Written instruction>
Which lines in the data below contain the string "light"? List each of them, and count only matches in the same letter case.

+++ Supplied records +++

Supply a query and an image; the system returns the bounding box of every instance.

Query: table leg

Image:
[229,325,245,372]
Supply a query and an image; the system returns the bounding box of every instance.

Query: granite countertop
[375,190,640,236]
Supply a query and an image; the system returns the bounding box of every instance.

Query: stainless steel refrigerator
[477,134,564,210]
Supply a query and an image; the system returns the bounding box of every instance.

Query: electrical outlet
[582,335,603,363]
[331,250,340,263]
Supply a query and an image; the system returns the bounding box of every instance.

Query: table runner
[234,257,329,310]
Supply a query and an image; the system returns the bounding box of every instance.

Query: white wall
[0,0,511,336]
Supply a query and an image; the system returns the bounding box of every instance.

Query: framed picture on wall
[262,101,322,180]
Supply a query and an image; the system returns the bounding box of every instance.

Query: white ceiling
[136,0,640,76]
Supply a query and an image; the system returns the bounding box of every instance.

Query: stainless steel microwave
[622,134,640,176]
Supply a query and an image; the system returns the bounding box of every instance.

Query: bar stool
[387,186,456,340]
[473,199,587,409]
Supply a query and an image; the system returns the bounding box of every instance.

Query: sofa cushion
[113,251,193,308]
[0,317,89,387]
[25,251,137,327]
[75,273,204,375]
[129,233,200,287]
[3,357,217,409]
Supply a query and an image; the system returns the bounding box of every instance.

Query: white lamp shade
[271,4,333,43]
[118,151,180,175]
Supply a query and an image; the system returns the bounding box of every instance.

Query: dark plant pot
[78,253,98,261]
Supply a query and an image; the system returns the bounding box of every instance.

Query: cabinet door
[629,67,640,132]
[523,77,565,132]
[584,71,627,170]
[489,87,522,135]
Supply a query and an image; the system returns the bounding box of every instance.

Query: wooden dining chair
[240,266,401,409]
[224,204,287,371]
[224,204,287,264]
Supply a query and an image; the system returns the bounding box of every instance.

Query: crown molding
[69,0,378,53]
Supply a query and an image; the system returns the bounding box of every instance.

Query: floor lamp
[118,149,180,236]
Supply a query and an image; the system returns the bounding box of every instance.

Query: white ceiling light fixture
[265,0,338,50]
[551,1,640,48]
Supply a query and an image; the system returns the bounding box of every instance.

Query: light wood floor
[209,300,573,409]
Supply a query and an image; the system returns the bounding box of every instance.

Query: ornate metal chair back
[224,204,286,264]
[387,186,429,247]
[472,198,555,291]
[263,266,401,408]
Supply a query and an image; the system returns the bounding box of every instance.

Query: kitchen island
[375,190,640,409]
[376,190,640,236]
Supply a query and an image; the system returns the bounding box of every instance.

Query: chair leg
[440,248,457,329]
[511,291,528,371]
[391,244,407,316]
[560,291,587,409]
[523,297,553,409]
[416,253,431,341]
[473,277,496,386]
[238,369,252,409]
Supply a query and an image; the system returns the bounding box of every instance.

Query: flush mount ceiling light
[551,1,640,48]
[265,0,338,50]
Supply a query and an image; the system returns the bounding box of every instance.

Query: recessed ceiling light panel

+++

Finished task>
Query: white ceiling light fixture
Query: light wood floor
Query: flush mount ceiling light
Query: recessed ceiling light panel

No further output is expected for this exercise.